▸ **Task inputs**:

(begin)

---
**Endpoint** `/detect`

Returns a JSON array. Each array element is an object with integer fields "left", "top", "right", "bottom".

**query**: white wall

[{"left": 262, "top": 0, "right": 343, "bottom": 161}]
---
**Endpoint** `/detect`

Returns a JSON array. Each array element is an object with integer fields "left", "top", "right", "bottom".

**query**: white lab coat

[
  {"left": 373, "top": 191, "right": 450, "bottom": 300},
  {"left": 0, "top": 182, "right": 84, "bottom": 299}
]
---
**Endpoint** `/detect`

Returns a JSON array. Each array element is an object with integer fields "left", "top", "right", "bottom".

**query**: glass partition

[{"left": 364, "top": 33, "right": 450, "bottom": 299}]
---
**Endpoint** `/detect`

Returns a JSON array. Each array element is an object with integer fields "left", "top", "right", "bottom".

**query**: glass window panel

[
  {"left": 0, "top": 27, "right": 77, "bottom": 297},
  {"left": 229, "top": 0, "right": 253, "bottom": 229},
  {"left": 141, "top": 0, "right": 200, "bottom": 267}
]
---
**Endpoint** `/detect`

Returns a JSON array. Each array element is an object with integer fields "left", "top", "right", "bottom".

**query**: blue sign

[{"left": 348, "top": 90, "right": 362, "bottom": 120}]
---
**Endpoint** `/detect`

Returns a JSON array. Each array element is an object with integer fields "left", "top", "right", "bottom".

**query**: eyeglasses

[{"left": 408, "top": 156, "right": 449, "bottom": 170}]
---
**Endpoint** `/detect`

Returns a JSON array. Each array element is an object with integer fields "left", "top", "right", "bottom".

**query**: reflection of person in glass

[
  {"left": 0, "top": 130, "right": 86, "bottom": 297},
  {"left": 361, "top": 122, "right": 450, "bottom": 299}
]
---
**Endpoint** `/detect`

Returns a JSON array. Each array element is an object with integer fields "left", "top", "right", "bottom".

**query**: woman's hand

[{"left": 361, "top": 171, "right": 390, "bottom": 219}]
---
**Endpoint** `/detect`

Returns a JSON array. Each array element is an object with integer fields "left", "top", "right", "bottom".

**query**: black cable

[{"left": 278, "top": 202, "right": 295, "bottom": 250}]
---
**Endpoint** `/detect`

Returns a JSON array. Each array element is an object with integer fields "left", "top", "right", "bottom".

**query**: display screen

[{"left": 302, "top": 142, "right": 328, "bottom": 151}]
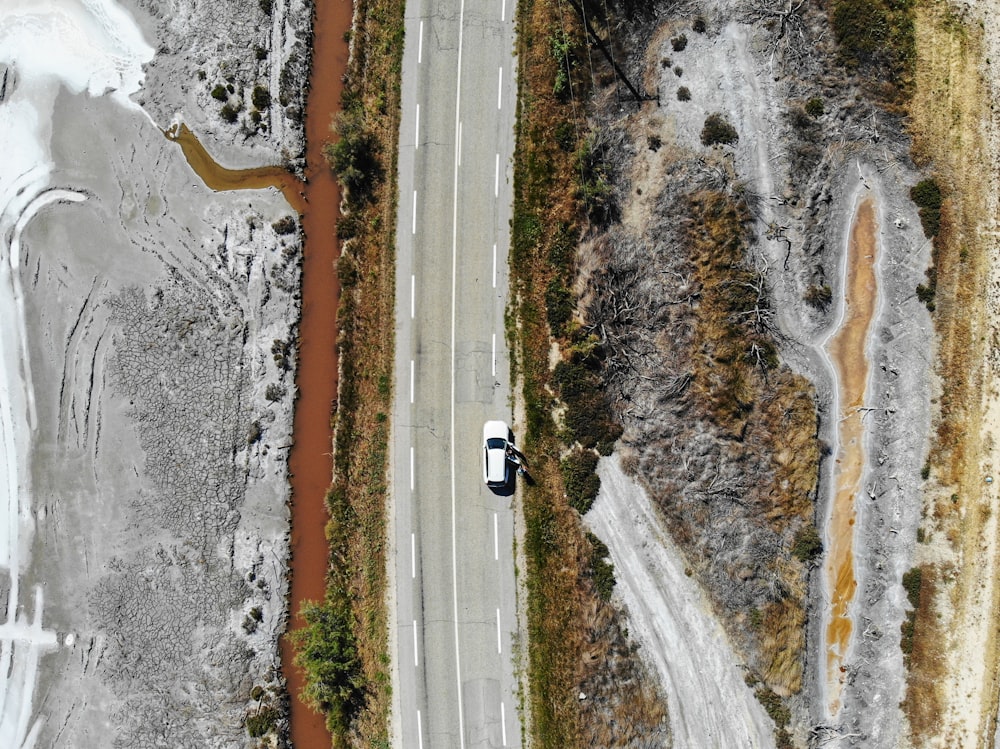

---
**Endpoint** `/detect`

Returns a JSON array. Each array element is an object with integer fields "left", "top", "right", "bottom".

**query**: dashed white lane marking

[
  {"left": 448, "top": 0, "right": 465, "bottom": 749},
  {"left": 413, "top": 619, "right": 420, "bottom": 667}
]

(end)

▸ **What needs to be done**: Count the lines in the entries above that contain the string "white", with case treated as significant. Give only the number.

▸ **Full response**: 3